#### Apply what you read:
1 - In the account of Kaitlyn's illness, on what date did her father return from Afghanistan?
2 - Transcribe the account of Kaitlyn's illness word for word, from "In September 2011, just" up to and including "3 Embryonal Rhabdomyosarcoma.".
3 - Carry on the account of Kaitlyn's illness beyond its final sentence.

#### Passage shown:

In September 2011, just as her father began his 4th tour overseas in the US Army, Kaitlyn began her own journey. She was unable to eat or sleep. Kaitlyn's mom took her to numerous doctors for months, but they were unable to diagnose the source of her illness.
On the Monday after Thanksgiving 2011, Kaitlyn's mom picked her up from school and she insisted on going to the hospital. Doctors found a tumor in her abdomen and she was rushed to a children's hospital. The next day, she had a bone marrow biopsy and a tumor biopsy. Lymphoma was the initial diagnosis. On Wednesday Kaitlyn had surgery to insert a port-a-cath to receive chemotherapy. By Friday, the diagnosis changed and the family was told that she had stage 3 group 3 Embryonal Rhabdomyosarcoma.
Kaitlyn's cancer had not metastasized, but doctors said her cancer was, indeed, terminal. The type of cancer that Kaitlyn had was usually found in the extremities of the body and amputation was the course of treatment. However, her tumor was in the core of her body attached to every vessel and artery, including the aorta. Due to the severity, the location, and the size of the tumor, no doctor in the country would perform surgery on her. Radiation was also not an option and chemotherapy was not guaranteed to help. On December 2, 2011, her father returned from Afghanistan and Kaitlyn began chemotherapy.

#### Data for review:

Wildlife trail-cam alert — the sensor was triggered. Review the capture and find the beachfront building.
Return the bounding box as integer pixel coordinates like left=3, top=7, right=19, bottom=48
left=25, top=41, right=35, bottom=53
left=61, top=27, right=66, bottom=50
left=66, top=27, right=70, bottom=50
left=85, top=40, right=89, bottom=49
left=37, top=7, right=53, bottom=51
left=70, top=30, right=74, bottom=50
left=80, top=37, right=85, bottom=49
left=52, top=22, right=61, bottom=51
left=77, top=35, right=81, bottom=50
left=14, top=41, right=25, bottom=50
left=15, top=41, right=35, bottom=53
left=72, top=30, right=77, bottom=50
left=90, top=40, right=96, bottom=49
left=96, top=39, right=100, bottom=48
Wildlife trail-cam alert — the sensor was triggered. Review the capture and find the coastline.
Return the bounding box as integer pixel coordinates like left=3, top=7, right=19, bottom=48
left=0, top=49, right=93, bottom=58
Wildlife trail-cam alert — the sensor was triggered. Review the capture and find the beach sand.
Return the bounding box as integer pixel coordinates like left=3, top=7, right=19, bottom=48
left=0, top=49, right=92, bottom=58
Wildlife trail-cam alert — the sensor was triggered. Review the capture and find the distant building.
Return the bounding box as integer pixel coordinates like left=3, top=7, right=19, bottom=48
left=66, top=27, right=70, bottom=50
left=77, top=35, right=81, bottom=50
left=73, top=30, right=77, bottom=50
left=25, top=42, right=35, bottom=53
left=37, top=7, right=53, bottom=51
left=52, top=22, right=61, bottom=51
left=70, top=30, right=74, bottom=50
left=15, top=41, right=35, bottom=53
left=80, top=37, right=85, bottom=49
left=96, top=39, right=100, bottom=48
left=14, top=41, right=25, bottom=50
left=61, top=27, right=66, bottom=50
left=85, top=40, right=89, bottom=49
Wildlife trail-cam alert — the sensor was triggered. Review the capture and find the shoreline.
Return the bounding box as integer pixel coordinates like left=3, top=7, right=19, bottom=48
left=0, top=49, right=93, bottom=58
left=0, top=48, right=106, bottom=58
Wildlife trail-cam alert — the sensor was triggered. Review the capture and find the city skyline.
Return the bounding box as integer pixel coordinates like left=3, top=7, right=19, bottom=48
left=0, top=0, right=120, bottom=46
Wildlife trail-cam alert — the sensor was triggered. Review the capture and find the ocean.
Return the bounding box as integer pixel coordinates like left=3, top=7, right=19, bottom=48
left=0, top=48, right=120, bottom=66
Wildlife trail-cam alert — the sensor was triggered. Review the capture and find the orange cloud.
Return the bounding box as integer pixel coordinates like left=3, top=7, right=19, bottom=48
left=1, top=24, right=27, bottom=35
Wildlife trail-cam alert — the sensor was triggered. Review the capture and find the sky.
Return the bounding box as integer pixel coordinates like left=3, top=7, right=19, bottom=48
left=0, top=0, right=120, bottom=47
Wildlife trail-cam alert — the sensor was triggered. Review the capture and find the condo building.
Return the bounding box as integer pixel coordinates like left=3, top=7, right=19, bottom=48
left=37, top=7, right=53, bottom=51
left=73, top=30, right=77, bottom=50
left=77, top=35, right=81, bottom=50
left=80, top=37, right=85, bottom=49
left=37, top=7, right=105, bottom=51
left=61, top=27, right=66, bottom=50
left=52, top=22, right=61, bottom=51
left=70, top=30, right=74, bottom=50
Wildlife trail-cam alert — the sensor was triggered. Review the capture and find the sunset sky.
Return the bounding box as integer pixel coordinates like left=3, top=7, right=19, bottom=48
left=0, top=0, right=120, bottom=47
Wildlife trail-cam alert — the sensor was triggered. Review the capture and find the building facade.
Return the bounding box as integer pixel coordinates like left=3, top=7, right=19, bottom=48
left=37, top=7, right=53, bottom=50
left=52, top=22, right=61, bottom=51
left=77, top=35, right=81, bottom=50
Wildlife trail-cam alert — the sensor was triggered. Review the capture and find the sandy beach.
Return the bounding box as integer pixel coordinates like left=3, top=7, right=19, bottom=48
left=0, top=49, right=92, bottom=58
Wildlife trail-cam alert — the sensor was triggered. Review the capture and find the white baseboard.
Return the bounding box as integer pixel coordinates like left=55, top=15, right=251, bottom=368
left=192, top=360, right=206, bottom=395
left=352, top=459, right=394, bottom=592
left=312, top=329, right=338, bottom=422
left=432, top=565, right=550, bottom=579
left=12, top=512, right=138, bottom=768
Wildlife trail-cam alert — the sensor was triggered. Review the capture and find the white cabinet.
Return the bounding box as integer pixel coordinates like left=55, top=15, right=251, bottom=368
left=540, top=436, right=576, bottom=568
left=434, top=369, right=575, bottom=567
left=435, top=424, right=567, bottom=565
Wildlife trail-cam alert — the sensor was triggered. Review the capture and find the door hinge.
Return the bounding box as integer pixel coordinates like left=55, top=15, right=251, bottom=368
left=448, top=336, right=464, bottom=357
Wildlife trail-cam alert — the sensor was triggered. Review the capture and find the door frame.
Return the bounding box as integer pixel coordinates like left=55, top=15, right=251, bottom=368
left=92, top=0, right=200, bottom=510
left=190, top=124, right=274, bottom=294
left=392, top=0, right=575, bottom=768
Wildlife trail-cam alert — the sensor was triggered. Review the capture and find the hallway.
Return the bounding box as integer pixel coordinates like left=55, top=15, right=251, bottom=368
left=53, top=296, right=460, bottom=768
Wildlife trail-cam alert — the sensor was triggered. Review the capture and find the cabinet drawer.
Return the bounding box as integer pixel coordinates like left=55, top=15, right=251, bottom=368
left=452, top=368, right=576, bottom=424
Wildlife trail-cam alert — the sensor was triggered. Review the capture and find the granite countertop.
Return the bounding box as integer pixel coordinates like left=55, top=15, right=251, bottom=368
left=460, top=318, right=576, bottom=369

#### Answers for the tasks:
1 - December 2, 2011

2 -
In September 2011, just as her father began his 4th tour overseas in the US Army, Kaitlyn began her own journey. She was unable to eat or sleep. Kaitlyn's mom took her to numerous doctors for months, but they were unable to diagnose the source of her illness.
On the Monday after Thanksgiving 2011, Kaitlyn's mom picked her up from school and she insisted on going to the hospital. Doctors found a tumor in her abdomen and she was rushed to a children's hospital. The next day, she had a bone marrow biopsy and a tumor biopsy. Lymphoma was the initial diagnosis. On Wednesday Kaitlyn had surgery to insert a port-a-cath to receive chemotherapy. By Friday, the diagnosis changed and the family was told that she had stage 3 group 3 Embryonal Rhabdomyosarcoma.

3 -
Her chemotherapy consisted of three long days of treatment and 4 days of recuperation from the side effects. Kaitlyn continued treatment until she was able to return home just before Christmas. In January, Kaitlyn continued treatment and an MRI showed it was helping to shrink the fast-growing tumor. Surgery became possible and Kaitlyn endured a grueling 13 hour operation to remove her tumor. Unfortunately, Kaitlyn suffered dual kidney failure during the operation. A specialist was called in to attempt to save her kidneys and was successful at saving only one.
The seven year old, who weighed 32 pounds that morning and 76 pounds by that evening, found herself in the Intensive Care Unit. Doctors discovered Kaitlyn also has a blood clotting disorder that took her grandfather's life at a very young age, but is treatable once discovered. Kaitlyn continued chemotherapy, dialysis, MRIs, blood draws and eventually intense radiation. She suffered burns that went from her stomach through to her back. Kaitlyn required many additional surgeries to remove her port-a-cath, remove her gallbladder and appendix and oral surgery from effects of chemotherapy. She has developed additional tumors, which have been surgically removed. Kaitlyn will continue to get tumors in her lifetime. Each one will need to be tested for the return of cancer.
Through the entire journey, Kaitlyn has been the epitome of resiliency. She may have been diagnosed with terminal cancer, but she is the one setting the terms and proving cancer wrong! Kaitlyn is wise beyond her years and she inspires everyone who meets her.